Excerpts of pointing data
:::

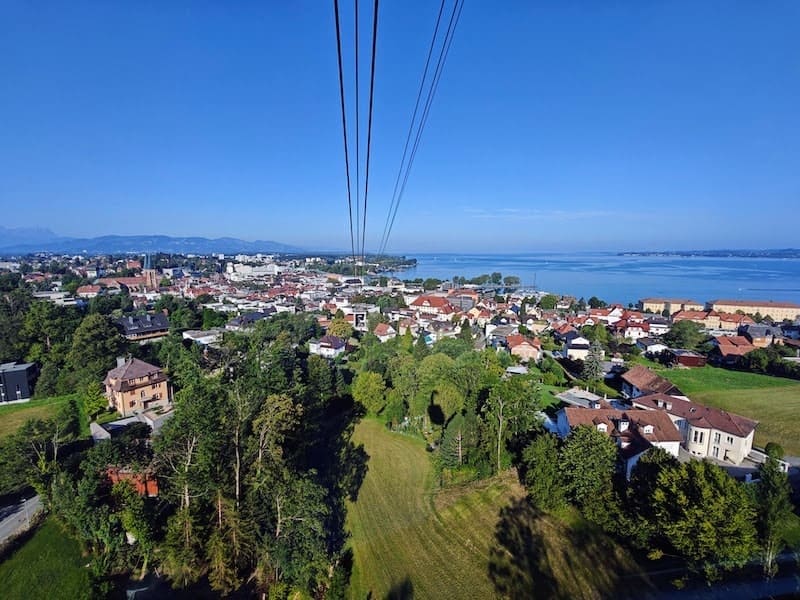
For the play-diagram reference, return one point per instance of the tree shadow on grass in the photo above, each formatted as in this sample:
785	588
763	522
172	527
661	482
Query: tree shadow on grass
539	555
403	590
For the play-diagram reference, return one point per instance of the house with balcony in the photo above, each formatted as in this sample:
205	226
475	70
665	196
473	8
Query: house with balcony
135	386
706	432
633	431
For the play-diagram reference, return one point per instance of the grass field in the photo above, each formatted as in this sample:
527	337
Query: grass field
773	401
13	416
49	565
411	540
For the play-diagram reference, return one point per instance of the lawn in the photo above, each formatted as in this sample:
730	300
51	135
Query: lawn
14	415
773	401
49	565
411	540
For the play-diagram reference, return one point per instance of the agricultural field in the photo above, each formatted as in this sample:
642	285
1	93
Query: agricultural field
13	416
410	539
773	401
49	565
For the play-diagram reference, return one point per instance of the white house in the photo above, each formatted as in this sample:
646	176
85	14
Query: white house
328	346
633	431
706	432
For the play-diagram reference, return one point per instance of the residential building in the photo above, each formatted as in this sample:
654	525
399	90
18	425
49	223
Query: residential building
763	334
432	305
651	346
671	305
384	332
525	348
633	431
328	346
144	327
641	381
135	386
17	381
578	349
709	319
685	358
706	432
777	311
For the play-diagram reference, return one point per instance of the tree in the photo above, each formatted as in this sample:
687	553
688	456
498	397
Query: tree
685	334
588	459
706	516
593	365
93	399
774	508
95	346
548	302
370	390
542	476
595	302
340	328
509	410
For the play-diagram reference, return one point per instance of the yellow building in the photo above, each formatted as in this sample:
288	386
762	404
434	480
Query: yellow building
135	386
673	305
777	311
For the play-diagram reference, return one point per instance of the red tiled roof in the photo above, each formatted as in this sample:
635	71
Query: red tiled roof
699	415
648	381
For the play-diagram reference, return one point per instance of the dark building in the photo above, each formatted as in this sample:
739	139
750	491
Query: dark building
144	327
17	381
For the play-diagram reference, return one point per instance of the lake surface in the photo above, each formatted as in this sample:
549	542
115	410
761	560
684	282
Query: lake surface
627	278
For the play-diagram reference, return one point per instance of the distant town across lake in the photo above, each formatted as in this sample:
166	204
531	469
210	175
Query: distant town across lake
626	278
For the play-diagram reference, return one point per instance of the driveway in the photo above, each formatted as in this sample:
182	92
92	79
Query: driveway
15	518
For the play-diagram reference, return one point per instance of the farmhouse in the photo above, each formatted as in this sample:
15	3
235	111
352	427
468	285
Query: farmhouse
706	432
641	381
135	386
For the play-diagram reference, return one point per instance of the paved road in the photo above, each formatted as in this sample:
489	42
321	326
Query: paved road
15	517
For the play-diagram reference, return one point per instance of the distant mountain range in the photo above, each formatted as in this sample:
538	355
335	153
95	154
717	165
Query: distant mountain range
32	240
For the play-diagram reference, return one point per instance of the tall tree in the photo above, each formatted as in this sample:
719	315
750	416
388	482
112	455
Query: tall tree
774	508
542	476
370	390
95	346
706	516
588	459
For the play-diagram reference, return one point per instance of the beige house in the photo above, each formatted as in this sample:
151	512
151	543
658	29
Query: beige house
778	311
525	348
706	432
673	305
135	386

:::

Task instructions - Please convert the material above into a Markdown table, beginning at the line that contains "of the beige" and stopping after the last line. Use the columns Row and Line, give each line a row number, and leave out blank lines.

Answer for this exercise -
| Row | Line |
|---|---|
| 1 | For the play-diagram reference, return one point per instance of the beige house in the photo above, each formatted as in this sample: |
| 2 | 151	512 |
| 3 | 151	543 |
| 4 | 658	29 |
| 5 | Query: beige house |
| 6 | 778	311 |
| 7 | 525	348 |
| 8 | 706	432 |
| 9 | 673	305 |
| 10 | 135	386 |